Daten »
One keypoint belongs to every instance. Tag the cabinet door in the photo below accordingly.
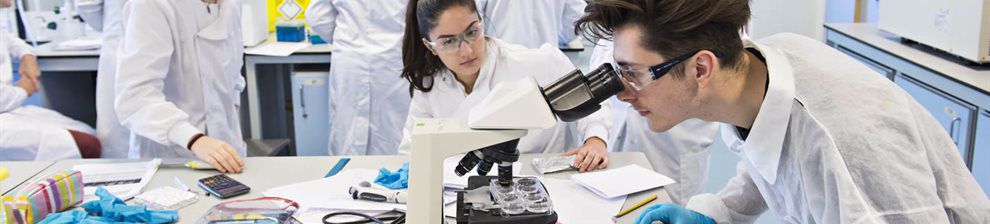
(981, 152)
(954, 115)
(311, 111)
(883, 70)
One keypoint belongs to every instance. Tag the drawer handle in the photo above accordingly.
(302, 100)
(953, 124)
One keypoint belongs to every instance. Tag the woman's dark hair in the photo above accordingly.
(419, 64)
(673, 27)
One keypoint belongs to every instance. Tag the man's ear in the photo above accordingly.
(704, 67)
(428, 46)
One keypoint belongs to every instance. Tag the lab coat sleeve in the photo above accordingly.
(142, 66)
(573, 10)
(11, 97)
(18, 48)
(418, 108)
(322, 18)
(239, 83)
(739, 202)
(92, 12)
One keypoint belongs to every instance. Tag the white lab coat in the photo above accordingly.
(680, 153)
(30, 132)
(507, 62)
(105, 16)
(178, 74)
(368, 98)
(834, 143)
(532, 23)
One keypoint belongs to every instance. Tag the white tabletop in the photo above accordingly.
(21, 172)
(263, 173)
(870, 34)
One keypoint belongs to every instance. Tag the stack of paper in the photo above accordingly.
(331, 192)
(123, 180)
(574, 204)
(629, 179)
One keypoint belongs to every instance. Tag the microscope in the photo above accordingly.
(492, 130)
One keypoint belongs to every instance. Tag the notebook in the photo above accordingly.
(622, 181)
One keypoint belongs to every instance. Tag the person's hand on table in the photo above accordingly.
(29, 68)
(218, 153)
(593, 155)
(669, 213)
(29, 85)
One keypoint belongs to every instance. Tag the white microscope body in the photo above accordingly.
(436, 139)
(503, 116)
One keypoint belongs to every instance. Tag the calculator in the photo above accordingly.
(222, 186)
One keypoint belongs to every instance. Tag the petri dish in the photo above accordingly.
(538, 207)
(526, 181)
(513, 208)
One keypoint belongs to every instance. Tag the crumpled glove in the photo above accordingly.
(394, 180)
(110, 209)
(672, 214)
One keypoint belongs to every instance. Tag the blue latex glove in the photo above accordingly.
(112, 208)
(394, 180)
(672, 214)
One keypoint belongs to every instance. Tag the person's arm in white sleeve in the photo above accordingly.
(322, 18)
(142, 66)
(239, 83)
(739, 202)
(92, 12)
(24, 53)
(18, 48)
(419, 107)
(573, 10)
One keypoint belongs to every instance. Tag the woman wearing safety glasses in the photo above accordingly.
(451, 66)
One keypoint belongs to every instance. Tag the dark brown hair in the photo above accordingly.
(674, 27)
(419, 64)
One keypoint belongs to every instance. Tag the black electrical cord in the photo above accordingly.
(396, 219)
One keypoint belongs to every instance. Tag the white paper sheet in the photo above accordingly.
(629, 179)
(451, 180)
(79, 44)
(124, 180)
(331, 192)
(280, 49)
(575, 204)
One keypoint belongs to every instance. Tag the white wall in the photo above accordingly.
(805, 17)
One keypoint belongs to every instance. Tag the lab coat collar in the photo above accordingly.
(765, 142)
(217, 30)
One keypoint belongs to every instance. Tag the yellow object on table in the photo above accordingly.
(4, 173)
(634, 207)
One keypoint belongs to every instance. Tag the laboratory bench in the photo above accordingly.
(955, 92)
(263, 173)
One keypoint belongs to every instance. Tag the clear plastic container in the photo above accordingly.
(525, 195)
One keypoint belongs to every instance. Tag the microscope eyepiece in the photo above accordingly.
(468, 162)
(576, 96)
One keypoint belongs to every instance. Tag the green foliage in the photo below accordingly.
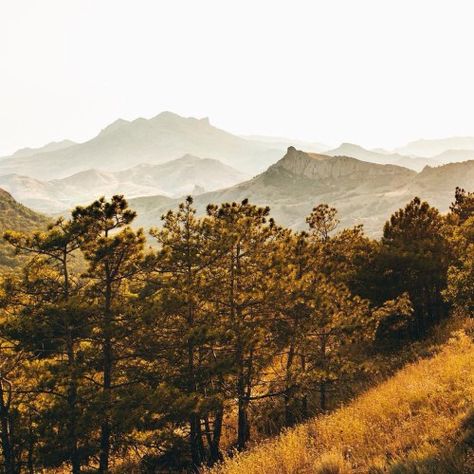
(231, 327)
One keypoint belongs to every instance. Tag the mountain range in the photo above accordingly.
(185, 175)
(15, 216)
(364, 193)
(124, 144)
(155, 162)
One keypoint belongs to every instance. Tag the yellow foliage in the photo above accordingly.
(419, 421)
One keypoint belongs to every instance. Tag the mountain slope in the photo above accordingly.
(125, 144)
(454, 156)
(419, 421)
(16, 217)
(53, 146)
(364, 193)
(175, 178)
(381, 157)
(293, 185)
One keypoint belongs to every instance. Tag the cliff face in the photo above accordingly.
(322, 167)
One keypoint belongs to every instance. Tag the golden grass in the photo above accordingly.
(419, 421)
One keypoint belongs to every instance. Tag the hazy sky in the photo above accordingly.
(369, 71)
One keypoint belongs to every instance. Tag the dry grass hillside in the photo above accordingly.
(419, 421)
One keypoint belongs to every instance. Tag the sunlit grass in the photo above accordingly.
(419, 421)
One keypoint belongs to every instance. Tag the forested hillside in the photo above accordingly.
(15, 216)
(230, 329)
(419, 421)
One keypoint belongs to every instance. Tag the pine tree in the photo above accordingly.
(114, 253)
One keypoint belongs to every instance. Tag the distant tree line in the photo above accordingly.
(168, 356)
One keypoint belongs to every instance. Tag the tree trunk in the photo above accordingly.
(214, 448)
(107, 381)
(7, 448)
(288, 396)
(72, 401)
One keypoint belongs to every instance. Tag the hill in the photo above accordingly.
(454, 156)
(364, 193)
(382, 157)
(17, 217)
(124, 144)
(175, 178)
(419, 421)
(430, 148)
(53, 146)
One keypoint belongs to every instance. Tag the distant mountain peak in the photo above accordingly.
(114, 126)
(52, 146)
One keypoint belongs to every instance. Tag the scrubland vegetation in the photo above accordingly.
(120, 357)
(419, 421)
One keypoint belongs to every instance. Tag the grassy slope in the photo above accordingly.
(419, 421)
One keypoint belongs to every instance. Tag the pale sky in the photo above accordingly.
(374, 72)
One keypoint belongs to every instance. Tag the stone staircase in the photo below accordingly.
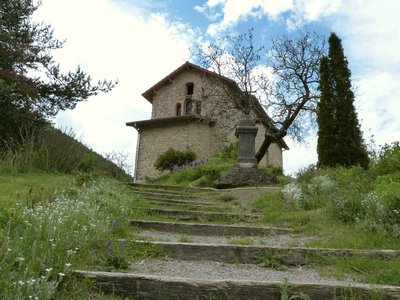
(221, 250)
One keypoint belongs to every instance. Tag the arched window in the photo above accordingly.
(178, 109)
(198, 108)
(189, 88)
(189, 107)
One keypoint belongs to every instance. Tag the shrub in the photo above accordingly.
(173, 157)
(388, 160)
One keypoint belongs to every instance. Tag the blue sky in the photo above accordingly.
(139, 42)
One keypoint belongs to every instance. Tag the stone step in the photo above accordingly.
(288, 256)
(202, 215)
(139, 286)
(210, 229)
(182, 201)
(169, 188)
(163, 195)
(191, 206)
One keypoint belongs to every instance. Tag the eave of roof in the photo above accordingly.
(154, 123)
(149, 94)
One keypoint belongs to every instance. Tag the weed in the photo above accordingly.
(269, 259)
(243, 242)
(184, 238)
(227, 198)
(286, 291)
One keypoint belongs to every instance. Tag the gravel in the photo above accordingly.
(277, 240)
(221, 271)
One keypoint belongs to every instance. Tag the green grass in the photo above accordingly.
(242, 242)
(373, 270)
(63, 223)
(199, 176)
(319, 222)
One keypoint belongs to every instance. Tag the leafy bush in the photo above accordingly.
(173, 157)
(388, 160)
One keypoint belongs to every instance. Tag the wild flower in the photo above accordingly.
(191, 164)
(321, 185)
(292, 194)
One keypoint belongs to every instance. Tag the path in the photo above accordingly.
(222, 250)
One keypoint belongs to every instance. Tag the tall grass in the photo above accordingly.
(42, 239)
(58, 150)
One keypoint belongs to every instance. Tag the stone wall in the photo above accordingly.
(166, 100)
(216, 104)
(154, 141)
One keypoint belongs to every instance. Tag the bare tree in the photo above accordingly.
(285, 84)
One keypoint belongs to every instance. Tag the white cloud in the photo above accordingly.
(238, 10)
(114, 42)
(299, 156)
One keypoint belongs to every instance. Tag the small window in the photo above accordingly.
(189, 88)
(178, 109)
(188, 107)
(198, 108)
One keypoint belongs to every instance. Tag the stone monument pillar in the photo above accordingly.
(246, 133)
(245, 173)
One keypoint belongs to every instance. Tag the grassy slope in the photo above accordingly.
(69, 222)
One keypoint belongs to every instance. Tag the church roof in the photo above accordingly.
(159, 122)
(149, 94)
(169, 78)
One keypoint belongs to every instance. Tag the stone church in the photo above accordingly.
(194, 108)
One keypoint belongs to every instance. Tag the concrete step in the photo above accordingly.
(170, 188)
(139, 286)
(182, 201)
(190, 206)
(287, 256)
(203, 215)
(210, 229)
(164, 195)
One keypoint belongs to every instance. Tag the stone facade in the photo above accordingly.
(191, 110)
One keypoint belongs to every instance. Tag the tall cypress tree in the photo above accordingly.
(344, 134)
(327, 135)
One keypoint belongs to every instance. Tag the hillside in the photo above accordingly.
(329, 233)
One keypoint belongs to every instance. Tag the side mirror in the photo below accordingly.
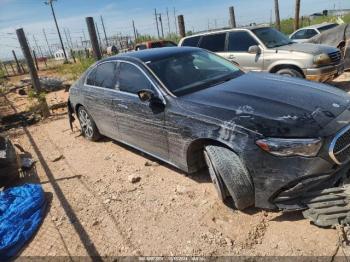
(254, 49)
(145, 95)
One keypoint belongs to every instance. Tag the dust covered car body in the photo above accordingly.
(266, 139)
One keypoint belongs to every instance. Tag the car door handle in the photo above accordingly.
(122, 106)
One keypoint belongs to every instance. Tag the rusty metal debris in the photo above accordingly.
(328, 207)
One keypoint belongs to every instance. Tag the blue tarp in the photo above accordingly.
(22, 210)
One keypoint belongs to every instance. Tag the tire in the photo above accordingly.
(290, 72)
(87, 125)
(226, 167)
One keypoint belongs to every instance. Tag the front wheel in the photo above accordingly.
(230, 176)
(87, 124)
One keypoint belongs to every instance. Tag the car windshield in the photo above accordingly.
(272, 37)
(327, 27)
(192, 71)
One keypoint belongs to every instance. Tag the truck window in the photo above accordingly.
(214, 43)
(300, 35)
(240, 41)
(191, 41)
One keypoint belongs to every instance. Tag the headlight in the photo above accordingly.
(322, 59)
(290, 147)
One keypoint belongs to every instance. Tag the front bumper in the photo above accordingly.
(325, 73)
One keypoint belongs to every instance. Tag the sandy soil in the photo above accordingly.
(95, 209)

Aufgabendetails » Entnehmen Sie den Datensätzen oben alle Zeilen ab der Zeile mit „One keypoint belongs to every instance. Tag the tall cypress“ bis zum Ende der Datensätze, beide Enden eingeschlossen, und geben Sie sie unverändert wieder. Lassen Sie die Bilder in Ihrer Antwort weg.

Schriftliche Antwort »
One keypoint belongs to every instance. Tag the tall cypress tree in the photo above accordingly.
(344, 134)
(327, 135)
One keypoint belongs to every instance. Tag the hillside in the photo above accordingly.
(329, 233)
One keypoint belongs to every instance. Tag the side mirror in the photo below accordingly.
(254, 49)
(145, 95)
One keypoint belongs to every instance. Tag the dust covered car body in the photo above accordingly.
(266, 139)
One keypoint belongs to every instance. Tag the car door handle in the photo above accordingly.
(122, 106)
One keypoint belongs to every instance. Tag the rusty metal debris in the photo above accordingly.
(328, 207)
One keypoint belongs to every instance. Tag the blue tarp in the photo above accordingly.
(22, 210)
One keypoint belongs to every instance. Tag the tire in the photo above accordingly.
(290, 72)
(87, 125)
(226, 167)
One keypoint belongs to every instance. Tag the front wheel in the photo above accordingly.
(230, 176)
(87, 124)
One keypoint belongs to every instance. Tag the car windshield in the photo above accordingly.
(272, 37)
(327, 27)
(192, 71)
One keypoint belongs to every instance. Tag the truck window in the photo above accordingly.
(214, 43)
(300, 35)
(240, 41)
(191, 41)
One keypoint belongs to every instance. Tag the headlight in the photo above accordingly.
(322, 59)
(290, 147)
One keypoint belongs to every instance. Tag the front bumper in the photo above accordingly.
(325, 73)
One keypoint belongs to every instance. Tag the sandy soil in the photo above accordingly.
(95, 209)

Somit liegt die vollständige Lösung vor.